**Your objective**
Print each of the entries below word for word, with no changes to any line.

**Data section**
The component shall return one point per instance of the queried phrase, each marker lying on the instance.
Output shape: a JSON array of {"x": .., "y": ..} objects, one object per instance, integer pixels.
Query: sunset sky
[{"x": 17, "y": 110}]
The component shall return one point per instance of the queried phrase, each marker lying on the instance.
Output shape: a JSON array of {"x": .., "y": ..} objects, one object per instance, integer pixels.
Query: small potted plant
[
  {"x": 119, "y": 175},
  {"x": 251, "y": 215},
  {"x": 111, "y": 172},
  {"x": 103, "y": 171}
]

**Response to the task**
The component shall return one point per instance of the queried phrase, each marker lying on the instance.
Output shape: a JSON array of {"x": .., "y": ..} objects, one object per instance, integer pixels.
Query: sunset sky
[{"x": 17, "y": 110}]
The component shall return one point per instance of the queried phrase, each marker lying on the instance.
Output shape: a JSON array of {"x": .., "y": ..} objects, one object per instance, integer pixels.
Query: small potted plant
[
  {"x": 119, "y": 175},
  {"x": 251, "y": 215},
  {"x": 111, "y": 172},
  {"x": 103, "y": 171}
]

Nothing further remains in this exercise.